■ Tasks to complete:
(1) In the restaurant review, how much do the fried oysters cost?
(2) Write out the passage of the restaurant review that opens with the words containing "For my next" and closes with "crispy, others soft.", copying it word for word.

■ Extract provided:
---*---

For my next visit, I went for weekend brunch with some friends. Complimentary biscotti were a nice touch, giving us something to dunk in our coffee (or beer, for some of us). The menu is heavy on scrambles and omelets with various meats and seasonal vegetables. The biscuits and gravy ($8.75 with an egg on top) were very good, with some of the best, freshest biscuits I’ve had in a restaurant. The Eggs Benedict, which I had with crab, were excellent, although the hollandaise sauce was not nearly as lemony as I would have liked. The country potatoes on the side were unusual, thinly sliced and pan fried so that some bits were crispy, others soft.
A recent dinner on a cold, rainy/snowy night gave us a chance to try out the Rhody’s winter menu. Three of us split a bottle of California wine and started with an order of crab ravioli ($12), homemade pasta stuffed with Dungeness crab floating in a big bowl of what was billed as a “roasted pepper parmesan” sauce but tasted like fondue. It was rich and delicious, and we mopped up the extra sauce in the bowl with pieces of baguette. We also shared a couple of fried oysters, priced individually at $2.25.

---*---

■ Source information:
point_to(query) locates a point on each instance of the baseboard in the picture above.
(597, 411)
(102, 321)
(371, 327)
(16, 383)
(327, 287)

---*---

■ Responses to the exercise:
(1) $2.25 each

(2)
For my next visit, I went for weekend brunch with some friends. Complimentary biscotti were a nice touch, giving us something to dunk in our coffee (or beer, for some of us). The menu is heavy on scrambles and omelets with various meats and seasonal vegetables. The biscuits and gravy ($8.75 with an egg on top) were very good, with some of the best, freshest biscuits I’ve had in a restaurant. The Eggs Benedict, which I had with crab, were excellent, although the hollandaise sauce was not nearly as lemony as I would have liked. The country potatoes on the side were unusual, thinly sliced and pan fried so that some bits were crispy, others soft.